SPARTA, Wis. (WXOW) — Gundersen’s Sparta Clinic is one of the only energy-independent medical buildings in Wisconsin.
The U.S. Department of Energy has recognized the clinic for exceeding expectations in energy efficiency.
“I’m here to tell you that while this is a shining example in your community, it’s also a shining example for the rest of the country,” said Maria Vargas, Better Building Initiative Director for the Department of Energy.
The clinic includes a geothermal pump system that uses 40 underground wells 300 feet deep to provide the heating and cooling. Sparta Health Clinic does not require any natural gas or fossil fuels.
“That distributed system keeps it right where it is, so we’re spending less energy and moving that air around,” said Alan Eber, Director of Facility Operations at Gundersen Health System-Sparta Clinic.
Sparta Clinic also installed a spray-foam insulation, LED lighting, and occupancy sensors to reduce energy when space is not in use.

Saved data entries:
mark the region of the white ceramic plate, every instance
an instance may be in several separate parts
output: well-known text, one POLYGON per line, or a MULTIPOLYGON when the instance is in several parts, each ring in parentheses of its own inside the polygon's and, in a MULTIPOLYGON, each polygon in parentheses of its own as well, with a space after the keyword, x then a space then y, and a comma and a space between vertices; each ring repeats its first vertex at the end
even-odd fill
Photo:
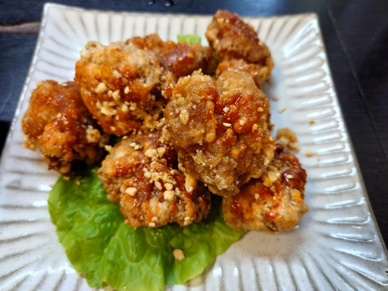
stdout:
MULTIPOLYGON (((275 64, 263 90, 275 129, 297 135, 310 208, 285 233, 250 232, 200 277, 174 290, 379 290, 388 260, 339 108, 317 17, 246 17, 275 64), (275 97, 279 100, 275 100, 275 97), (280 113, 282 109, 285 111, 280 113), (310 118, 315 122, 309 123, 310 118), (313 153, 307 157, 306 151, 313 153)), ((202 37, 210 16, 117 13, 48 4, 0 164, 0 289, 86 290, 58 242, 47 210, 58 178, 38 152, 22 146, 20 119, 36 81, 72 80, 89 40, 105 44, 158 32, 202 37)))

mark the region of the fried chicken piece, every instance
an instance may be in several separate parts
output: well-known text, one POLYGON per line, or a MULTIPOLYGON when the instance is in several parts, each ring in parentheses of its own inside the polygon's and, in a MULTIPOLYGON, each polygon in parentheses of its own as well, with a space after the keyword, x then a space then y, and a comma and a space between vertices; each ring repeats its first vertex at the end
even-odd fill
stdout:
POLYGON ((181 78, 164 110, 167 130, 187 172, 228 197, 260 177, 274 156, 269 103, 246 74, 217 80, 195 72, 181 78))
POLYGON ((260 178, 223 199, 226 224, 236 230, 281 232, 293 228, 308 208, 303 200, 306 172, 281 144, 260 178))
POLYGON ((205 74, 214 73, 215 60, 210 47, 194 43, 189 46, 185 42, 163 42, 156 34, 144 38, 134 37, 126 43, 133 44, 143 49, 155 51, 162 57, 177 79, 191 75, 194 71, 202 69, 205 74))
POLYGON ((124 42, 89 42, 81 55, 75 80, 105 132, 122 136, 162 126, 163 95, 176 81, 156 53, 124 42))
MULTIPOLYGON (((270 60, 272 62, 272 59, 270 59, 270 60)), ((251 76, 256 86, 260 89, 261 83, 271 76, 271 70, 273 66, 273 63, 262 65, 247 63, 242 59, 229 60, 221 62, 218 64, 215 76, 216 78, 218 78, 224 71, 227 70, 244 72, 251 76)))
POLYGON ((167 138, 154 130, 123 139, 97 171, 108 198, 120 201, 126 223, 133 227, 173 222, 185 226, 209 213, 210 193, 178 169, 167 138))
POLYGON ((217 11, 205 35, 220 60, 216 76, 225 70, 243 70, 257 84, 271 77, 274 62, 268 48, 236 14, 217 11))
POLYGON ((48 168, 65 176, 99 162, 108 141, 74 82, 39 82, 21 123, 24 146, 40 148, 48 168))

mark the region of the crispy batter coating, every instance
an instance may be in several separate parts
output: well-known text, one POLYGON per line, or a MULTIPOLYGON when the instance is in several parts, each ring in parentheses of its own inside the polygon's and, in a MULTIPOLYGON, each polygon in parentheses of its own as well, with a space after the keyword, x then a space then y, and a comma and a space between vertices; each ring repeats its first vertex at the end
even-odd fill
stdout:
POLYGON ((215 60, 210 47, 202 47, 197 43, 189 46, 185 42, 177 43, 171 40, 163 42, 156 33, 144 38, 134 37, 126 42, 155 51, 162 57, 177 79, 191 75, 200 68, 208 75, 214 72, 215 60))
POLYGON ((220 60, 216 76, 225 70, 242 70, 257 84, 271 77, 274 62, 268 47, 236 14, 217 11, 205 35, 220 60))
POLYGON ((181 226, 209 213, 210 193, 178 169, 178 158, 160 131, 131 135, 114 146, 97 171, 108 197, 120 201, 130 226, 181 226))
POLYGON ((234 229, 281 232, 293 228, 308 208, 303 200, 306 172, 281 144, 260 178, 223 200, 224 217, 234 229))
MULTIPOLYGON (((272 59, 271 59, 272 62, 272 59)), ((239 71, 247 73, 253 79, 258 88, 260 89, 263 81, 271 76, 271 70, 273 64, 262 65, 258 64, 247 63, 242 59, 224 61, 218 64, 215 71, 215 78, 218 78, 221 73, 227 70, 239 71)))
POLYGON ((85 104, 104 131, 122 136, 160 128, 163 96, 175 83, 154 52, 124 42, 89 42, 76 64, 75 80, 85 104))
POLYGON ((40 148, 48 168, 65 176, 98 162, 108 141, 74 82, 39 82, 21 122, 24 146, 40 148))
POLYGON ((167 130, 188 172, 213 193, 237 194, 259 178, 274 156, 269 103, 246 74, 217 80, 195 72, 181 78, 164 110, 167 130))

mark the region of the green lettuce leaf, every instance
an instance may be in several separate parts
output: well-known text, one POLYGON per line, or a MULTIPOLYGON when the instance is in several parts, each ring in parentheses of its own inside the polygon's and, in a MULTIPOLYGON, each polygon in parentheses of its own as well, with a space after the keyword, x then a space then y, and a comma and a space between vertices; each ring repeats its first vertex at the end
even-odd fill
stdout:
POLYGON ((188 45, 201 43, 201 37, 196 34, 178 34, 178 42, 186 42, 188 45))
POLYGON ((210 213, 199 223, 134 229, 124 223, 118 204, 106 198, 96 171, 60 178, 48 197, 58 239, 91 287, 153 291, 183 284, 201 275, 243 233, 226 225, 215 195, 210 213), (184 251, 183 259, 175 259, 176 248, 184 251))

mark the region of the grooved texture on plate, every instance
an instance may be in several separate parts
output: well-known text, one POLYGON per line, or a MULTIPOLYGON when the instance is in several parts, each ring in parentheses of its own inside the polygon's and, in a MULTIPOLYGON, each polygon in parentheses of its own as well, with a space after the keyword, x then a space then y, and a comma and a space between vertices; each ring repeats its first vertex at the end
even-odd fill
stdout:
MULTIPOLYGON (((210 16, 119 14, 47 4, 31 67, 0 164, 0 289, 89 289, 68 262, 47 210, 58 176, 23 147, 20 119, 40 80, 72 80, 89 40, 196 33, 210 16), (19 114, 20 113, 20 114, 19 114)), ((313 14, 246 17, 275 62, 263 90, 275 129, 294 131, 307 173, 309 211, 292 231, 247 233, 202 276, 172 290, 381 290, 388 260, 369 205, 313 14), (278 99, 278 100, 275 99, 278 99), (314 120, 313 123, 309 120, 314 120), (312 157, 305 155, 310 151, 312 157)), ((335 64, 333 64, 335 65, 335 64)))

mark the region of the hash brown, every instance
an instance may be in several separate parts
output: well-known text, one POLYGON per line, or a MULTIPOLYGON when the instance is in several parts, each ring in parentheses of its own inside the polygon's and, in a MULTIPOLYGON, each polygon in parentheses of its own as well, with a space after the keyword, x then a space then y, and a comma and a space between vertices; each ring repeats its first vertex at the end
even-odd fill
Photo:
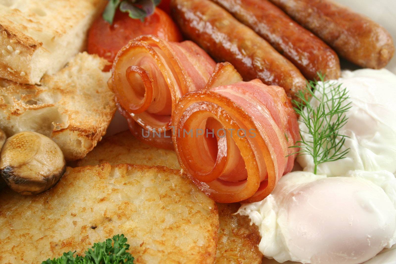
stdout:
POLYGON ((105 162, 112 165, 125 163, 181 169, 174 151, 145 144, 128 130, 104 138, 93 151, 76 163, 77 166, 82 166, 105 162))
MULTIPOLYGON (((96 165, 108 162, 161 165, 180 169, 174 151, 148 146, 135 139, 129 131, 105 138, 78 166, 96 165)), ((261 263, 263 255, 259 251, 260 237, 257 227, 251 226, 244 216, 232 214, 238 211, 239 203, 218 203, 220 228, 215 263, 254 264, 261 263)))
POLYGON ((40 194, 0 194, 0 263, 81 254, 118 234, 128 238, 135 263, 213 263, 218 228, 215 203, 178 171, 68 167, 40 194))
POLYGON ((261 239, 259 229, 250 224, 246 216, 233 215, 240 204, 217 203, 219 241, 215 264, 260 264, 263 254, 259 250, 261 239))

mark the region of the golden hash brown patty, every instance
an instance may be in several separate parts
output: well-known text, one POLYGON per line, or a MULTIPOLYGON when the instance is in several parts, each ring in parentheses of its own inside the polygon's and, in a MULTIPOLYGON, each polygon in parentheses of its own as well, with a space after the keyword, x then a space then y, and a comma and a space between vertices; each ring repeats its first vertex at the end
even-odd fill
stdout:
POLYGON ((41 263, 123 234, 135 263, 213 263, 215 202, 178 171, 105 163, 68 167, 37 196, 0 194, 0 263, 41 263))

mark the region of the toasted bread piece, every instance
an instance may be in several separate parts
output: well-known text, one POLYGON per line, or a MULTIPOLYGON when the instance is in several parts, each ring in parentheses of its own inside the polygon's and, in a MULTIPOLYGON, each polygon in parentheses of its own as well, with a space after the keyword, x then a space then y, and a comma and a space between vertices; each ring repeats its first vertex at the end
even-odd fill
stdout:
POLYGON ((68 167, 36 196, 0 194, 0 263, 41 263, 123 234, 135 263, 213 263, 215 202, 179 171, 126 164, 68 167))
POLYGON ((174 151, 157 148, 142 143, 129 130, 104 139, 93 151, 76 162, 79 167, 109 162, 112 165, 122 163, 165 166, 180 169, 174 151))
POLYGON ((86 47, 105 0, 0 0, 0 78, 40 83, 86 47))
POLYGON ((219 242, 215 264, 260 264, 263 254, 259 250, 261 239, 259 229, 250 224, 247 216, 233 215, 240 204, 217 203, 219 210, 219 242))
MULTIPOLYGON (((180 168, 174 151, 146 145, 128 131, 105 138, 77 164, 84 166, 106 162, 112 165, 125 163, 180 168)), ((220 228, 215 263, 261 263, 263 255, 259 251, 260 237, 257 227, 250 225, 247 217, 232 215, 239 209, 239 203, 217 204, 220 228)))
POLYGON ((106 61, 86 52, 40 86, 0 80, 0 128, 8 137, 34 131, 55 141, 67 160, 83 158, 106 133, 116 111, 101 69, 106 61))

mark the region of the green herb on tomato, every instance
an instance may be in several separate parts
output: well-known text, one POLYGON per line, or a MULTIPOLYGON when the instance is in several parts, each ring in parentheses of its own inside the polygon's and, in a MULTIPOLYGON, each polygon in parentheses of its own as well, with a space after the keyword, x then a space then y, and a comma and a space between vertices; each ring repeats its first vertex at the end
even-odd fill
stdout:
POLYGON ((116 11, 119 7, 122 12, 128 13, 133 19, 140 19, 152 14, 155 7, 161 0, 109 0, 102 15, 103 18, 110 25, 113 23, 116 11))
POLYGON ((133 264, 133 257, 126 252, 129 249, 127 240, 124 234, 117 235, 112 239, 94 243, 91 249, 85 252, 85 256, 74 256, 76 251, 70 251, 57 258, 49 258, 42 264, 133 264))

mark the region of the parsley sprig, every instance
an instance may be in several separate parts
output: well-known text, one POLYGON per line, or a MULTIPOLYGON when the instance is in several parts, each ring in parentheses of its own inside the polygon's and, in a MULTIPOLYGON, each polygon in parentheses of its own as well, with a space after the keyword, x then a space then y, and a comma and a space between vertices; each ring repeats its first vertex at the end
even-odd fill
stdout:
POLYGON ((352 107, 351 102, 346 103, 349 96, 342 84, 325 82, 322 74, 318 75, 319 81, 310 81, 307 84, 307 91, 300 91, 297 95, 301 102, 293 100, 294 110, 300 116, 299 121, 304 124, 305 129, 300 129, 301 140, 290 147, 300 148, 290 155, 312 156, 315 174, 320 163, 344 158, 349 152, 349 148, 341 151, 348 137, 341 134, 339 130, 348 122, 345 113, 352 107), (313 98, 316 99, 315 105, 311 103, 313 98))
POLYGON ((85 256, 74 256, 76 251, 69 251, 58 258, 49 258, 42 264, 133 264, 133 257, 126 251, 129 245, 123 234, 117 235, 112 239, 95 243, 91 249, 85 252, 85 256))

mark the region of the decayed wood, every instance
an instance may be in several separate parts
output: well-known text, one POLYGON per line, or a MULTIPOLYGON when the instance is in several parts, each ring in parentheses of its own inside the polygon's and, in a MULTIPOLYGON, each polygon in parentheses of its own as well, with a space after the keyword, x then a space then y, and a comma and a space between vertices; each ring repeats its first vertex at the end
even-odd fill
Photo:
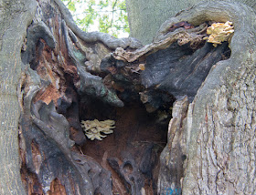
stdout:
MULTIPOLYGON (((255 14, 251 8, 237 3, 205 2, 168 20, 153 44, 137 48, 141 45, 133 38, 115 39, 106 34, 82 32, 59 0, 38 1, 36 14, 36 4, 30 6, 33 12, 21 11, 21 19, 27 19, 20 23, 22 26, 17 25, 21 32, 18 36, 12 27, 6 30, 11 32, 6 34, 10 37, 1 32, 1 37, 5 39, 1 50, 5 56, 1 74, 5 79, 1 85, 1 110, 5 112, 1 114, 1 127, 5 129, 0 131, 0 154, 5 154, 1 164, 5 166, 0 169, 0 192, 25 194, 22 188, 17 188, 22 185, 16 183, 20 182, 15 133, 19 115, 16 112, 17 77, 9 77, 14 71, 20 74, 22 61, 19 138, 22 180, 28 194, 112 194, 112 180, 123 194, 156 192, 159 147, 154 140, 162 135, 146 126, 153 124, 153 118, 143 114, 138 116, 146 116, 148 121, 133 118, 136 122, 141 119, 144 129, 150 130, 152 137, 141 132, 151 139, 150 143, 133 141, 132 146, 128 140, 123 141, 124 131, 121 130, 109 139, 123 147, 123 150, 112 152, 116 156, 109 158, 105 149, 108 144, 93 145, 106 149, 100 152, 103 153, 101 164, 78 149, 86 142, 80 120, 85 118, 83 115, 106 117, 112 110, 120 115, 123 110, 131 111, 130 105, 138 104, 141 108, 142 102, 148 112, 156 116, 155 122, 165 124, 175 99, 183 95, 188 98, 178 100, 173 108, 168 144, 161 156, 158 191, 254 193, 255 14), (211 20, 229 20, 234 24, 229 59, 228 44, 214 48, 202 39, 207 23, 211 20), (184 29, 178 25, 176 29, 172 28, 183 21, 191 24, 191 28, 184 29), (8 61, 13 56, 16 66, 10 66, 8 61), (174 72, 184 75, 175 76, 174 72), (186 80, 196 85, 185 85, 186 80), (189 106, 188 99, 193 100, 189 106), (15 106, 8 104, 11 101, 15 106), (94 105, 90 105, 91 102, 94 105), (112 107, 123 104, 123 109, 112 107), (80 109, 80 106, 84 110, 80 109), (95 108, 105 113, 95 114, 95 108), (12 147, 14 150, 8 152, 6 149, 12 147), (5 164, 13 160, 16 162, 11 165, 15 167, 5 164)), ((128 112, 127 116, 133 115, 128 112)), ((127 124, 131 122, 125 121, 127 124)), ((119 125, 122 122, 117 121, 119 125)), ((138 129, 134 127, 131 131, 138 133, 138 129)), ((124 139, 131 139, 127 132, 124 139)))
POLYGON ((251 149, 255 113, 251 108, 255 88, 254 17, 252 9, 244 5, 208 2, 182 12, 159 30, 161 37, 169 26, 181 20, 192 25, 231 21, 235 26, 230 58, 213 67, 187 117, 185 194, 255 193, 251 149))
POLYGON ((36 11, 35 1, 1 1, 0 11, 0 194, 26 194, 18 159, 17 88, 20 48, 36 11))

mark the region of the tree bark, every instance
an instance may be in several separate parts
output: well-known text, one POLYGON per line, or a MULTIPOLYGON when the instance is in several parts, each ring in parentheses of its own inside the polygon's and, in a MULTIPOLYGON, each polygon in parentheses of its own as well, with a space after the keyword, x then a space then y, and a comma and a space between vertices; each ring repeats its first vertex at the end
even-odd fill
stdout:
POLYGON ((59 0, 3 5, 1 194, 255 193, 252 8, 204 2, 143 46, 80 31, 59 0), (212 21, 229 44, 206 43, 212 21), (95 118, 115 120, 101 141, 95 118))
POLYGON ((0 193, 26 194, 18 152, 20 48, 36 11, 35 1, 1 1, 0 5, 0 193))
MULTIPOLYGON (((150 44, 161 25, 176 13, 198 4, 202 0, 189 1, 146 1, 126 0, 130 36, 140 40, 143 44, 150 44)), ((224 0, 229 1, 229 0, 224 0)), ((229 1, 234 2, 234 1, 229 1)), ((236 0, 256 8, 254 1, 236 0)))

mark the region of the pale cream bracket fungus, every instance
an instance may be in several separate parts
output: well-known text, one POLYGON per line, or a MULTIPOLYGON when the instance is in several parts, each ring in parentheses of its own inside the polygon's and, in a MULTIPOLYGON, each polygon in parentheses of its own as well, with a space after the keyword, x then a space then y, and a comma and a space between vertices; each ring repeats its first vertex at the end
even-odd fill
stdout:
POLYGON ((101 135, 101 133, 104 134, 111 134, 113 132, 112 128, 115 128, 113 120, 104 120, 99 121, 97 119, 94 120, 82 120, 81 127, 85 131, 85 135, 91 140, 94 140, 97 139, 98 140, 102 140, 102 138, 107 137, 106 135, 101 135))
POLYGON ((213 43, 213 46, 216 47, 218 44, 221 44, 224 41, 229 42, 233 33, 234 26, 232 26, 232 22, 214 23, 211 26, 208 27, 207 34, 210 36, 204 37, 204 40, 213 43))

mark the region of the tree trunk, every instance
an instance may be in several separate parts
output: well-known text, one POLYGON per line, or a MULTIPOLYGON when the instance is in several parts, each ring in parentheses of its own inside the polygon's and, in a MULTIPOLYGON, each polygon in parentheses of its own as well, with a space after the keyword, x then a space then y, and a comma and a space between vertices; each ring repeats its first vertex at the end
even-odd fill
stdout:
POLYGON ((142 46, 60 0, 3 5, 1 194, 255 193, 251 8, 205 2, 142 46), (229 44, 205 41, 212 21, 229 44))
MULTIPOLYGON (((181 10, 186 10, 202 0, 126 0, 130 36, 143 44, 150 44, 161 25, 169 17, 175 16, 181 10)), ((211 0, 212 1, 212 0, 211 0)), ((225 0, 229 1, 229 0, 225 0)), ((229 2, 234 2, 230 0, 229 2)), ((256 8, 253 0, 235 0, 256 8)))
POLYGON ((20 178, 18 104, 20 48, 36 2, 1 1, 0 5, 0 193, 26 194, 20 178))

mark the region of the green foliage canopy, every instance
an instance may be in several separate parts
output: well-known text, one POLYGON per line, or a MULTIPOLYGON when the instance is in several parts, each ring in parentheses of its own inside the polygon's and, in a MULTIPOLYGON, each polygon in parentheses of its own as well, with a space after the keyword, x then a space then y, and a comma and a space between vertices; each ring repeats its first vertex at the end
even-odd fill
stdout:
POLYGON ((62 0, 62 2, 82 30, 100 31, 116 37, 129 36, 125 0, 62 0))

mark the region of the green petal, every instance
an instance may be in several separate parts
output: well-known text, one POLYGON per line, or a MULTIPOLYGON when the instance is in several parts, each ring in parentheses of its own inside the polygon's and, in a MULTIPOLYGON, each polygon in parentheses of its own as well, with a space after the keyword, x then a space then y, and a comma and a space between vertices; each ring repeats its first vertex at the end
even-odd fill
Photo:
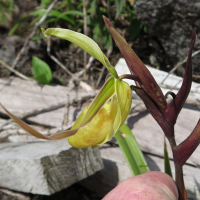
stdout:
POLYGON ((118 78, 115 68, 110 64, 99 46, 91 38, 81 33, 61 28, 49 28, 46 31, 42 29, 42 32, 46 37, 53 35, 76 44, 88 54, 99 60, 115 78, 118 78))
POLYGON ((120 81, 119 79, 116 79, 115 82, 115 90, 121 112, 121 126, 128 117, 131 109, 132 91, 128 83, 120 81))

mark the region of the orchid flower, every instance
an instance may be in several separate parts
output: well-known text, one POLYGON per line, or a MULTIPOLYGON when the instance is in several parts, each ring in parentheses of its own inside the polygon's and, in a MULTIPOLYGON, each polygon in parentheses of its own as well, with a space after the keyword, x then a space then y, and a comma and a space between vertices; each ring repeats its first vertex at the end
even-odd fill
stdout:
POLYGON ((26 132, 46 139, 58 140, 69 137, 69 143, 77 148, 89 146, 97 147, 110 140, 126 120, 132 102, 132 91, 128 83, 118 77, 115 68, 99 46, 89 37, 67 29, 42 29, 44 35, 66 39, 99 60, 110 72, 105 84, 92 103, 80 114, 71 130, 62 131, 56 135, 46 137, 31 126, 10 113, 2 104, 5 112, 26 132))

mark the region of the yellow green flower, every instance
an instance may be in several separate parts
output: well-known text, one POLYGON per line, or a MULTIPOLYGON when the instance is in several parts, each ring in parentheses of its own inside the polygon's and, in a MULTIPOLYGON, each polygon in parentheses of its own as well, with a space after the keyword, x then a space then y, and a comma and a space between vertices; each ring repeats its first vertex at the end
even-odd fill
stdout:
POLYGON ((105 84, 92 103, 80 114, 71 130, 62 131, 50 137, 42 135, 10 113, 3 105, 0 105, 21 128, 35 137, 46 140, 69 137, 69 143, 77 148, 97 147, 105 143, 112 138, 129 114, 132 102, 130 86, 119 79, 115 68, 110 64, 99 46, 89 37, 60 28, 42 31, 46 37, 53 35, 78 45, 99 60, 110 72, 105 84))

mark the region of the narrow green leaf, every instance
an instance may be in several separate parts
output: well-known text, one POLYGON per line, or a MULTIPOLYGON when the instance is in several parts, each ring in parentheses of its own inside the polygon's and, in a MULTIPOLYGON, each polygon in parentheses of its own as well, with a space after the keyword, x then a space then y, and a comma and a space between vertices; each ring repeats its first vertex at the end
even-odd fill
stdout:
POLYGON ((128 83, 119 79, 115 79, 115 82, 115 91, 121 113, 121 126, 125 122, 131 109, 132 91, 128 83))
POLYGON ((126 124, 115 133, 115 138, 134 176, 150 171, 134 135, 126 124))
POLYGON ((42 29, 42 32, 46 37, 53 35, 76 44, 88 54, 99 60, 110 71, 110 73, 118 79, 115 68, 110 64, 99 46, 91 38, 84 34, 61 28, 49 28, 46 31, 42 29))
POLYGON ((172 177, 172 170, 171 170, 171 166, 170 166, 170 162, 169 162, 169 156, 168 156, 168 150, 167 150, 165 136, 164 136, 164 163, 165 163, 165 173, 172 177))
POLYGON ((122 9, 123 9, 123 6, 124 6, 124 1, 122 0, 115 0, 115 6, 116 6, 116 15, 115 15, 115 18, 118 18, 122 9))
POLYGON ((49 84, 52 80, 52 72, 49 67, 44 61, 41 59, 33 56, 32 58, 32 70, 34 79, 39 83, 49 84))

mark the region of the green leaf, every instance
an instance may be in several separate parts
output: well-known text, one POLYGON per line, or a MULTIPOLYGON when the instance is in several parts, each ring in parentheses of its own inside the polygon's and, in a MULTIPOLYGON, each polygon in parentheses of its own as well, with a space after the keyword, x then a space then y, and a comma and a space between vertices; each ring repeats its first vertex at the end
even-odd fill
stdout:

**Your goal:**
Continue the news report on the energy-independent Sparta clinic, starting after its final sentence. The records were drawn from a separate source and have no connection to the text.

**Response to this exercise:**
One of the biggest tools that Gundersen’s Sparta Clinic uses to stay energy independent is a rooftop full of solar panels. The rooftop panels can generate up to 100 kilowatts of energy. These panels can’t power the full building, so the clinic partnered with Xcel Energy’s Community Solar Garden to generate an extra 280 kilowatts. This helps offset the cost of the energy they plan to use.
“We do have a cost crisis in the United States, and this is a way that we can lower that burden, by using less energy and lowering the expenses of the organizations,” said Eber.
By using less fossil fuels as an energy resource, the amount of emissions and pollution has dropped drastically, creating a healthier community. The Department of Energy plans to use the Sparta Clinic as an example of how to create a sustainable building.
“We are really hoping to take the message out and share it around the country about what’s happening here in Gundersen and what’s happening here in Sparta,” said Vargas.
Since it’s opening in 2017, Sparta Health Clinic has surpassed its energy saving goal by 9% which resulted in energy savings of more than 68 thousand dollars. Gundersen Health plans to implement these energy saving tools in other parts of their system like in Tomah and Winona. Since 2008, Gundersen Health System has saved 11 million dollars since making energy efficient upgrades.